━━━━━ Dane do zadania

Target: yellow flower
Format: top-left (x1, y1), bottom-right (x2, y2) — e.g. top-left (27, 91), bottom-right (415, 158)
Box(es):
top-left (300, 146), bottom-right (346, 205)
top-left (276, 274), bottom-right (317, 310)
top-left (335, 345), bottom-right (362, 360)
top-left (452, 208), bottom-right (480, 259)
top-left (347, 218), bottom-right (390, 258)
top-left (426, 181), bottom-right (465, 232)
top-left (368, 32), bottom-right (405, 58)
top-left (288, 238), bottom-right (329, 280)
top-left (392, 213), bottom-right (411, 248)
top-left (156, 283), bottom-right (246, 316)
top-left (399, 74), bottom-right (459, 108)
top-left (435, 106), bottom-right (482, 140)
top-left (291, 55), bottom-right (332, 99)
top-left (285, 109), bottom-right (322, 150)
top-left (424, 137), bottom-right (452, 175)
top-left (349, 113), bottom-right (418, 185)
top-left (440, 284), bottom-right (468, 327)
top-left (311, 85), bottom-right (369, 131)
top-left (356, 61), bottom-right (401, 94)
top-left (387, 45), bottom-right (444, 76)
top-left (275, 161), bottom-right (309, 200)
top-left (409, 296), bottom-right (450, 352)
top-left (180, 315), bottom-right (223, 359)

━━━━━━━━━━

Co należy zrobić: Wypisz każdy wiersz z powyższych wpisów, który zawiera słowo „Format”. Wielkość liter ma znaczenie.

Rozwiązanie pisemne:
Format: top-left (x1, y1), bottom-right (x2, y2) — e.g. top-left (27, 91), bottom-right (415, 158)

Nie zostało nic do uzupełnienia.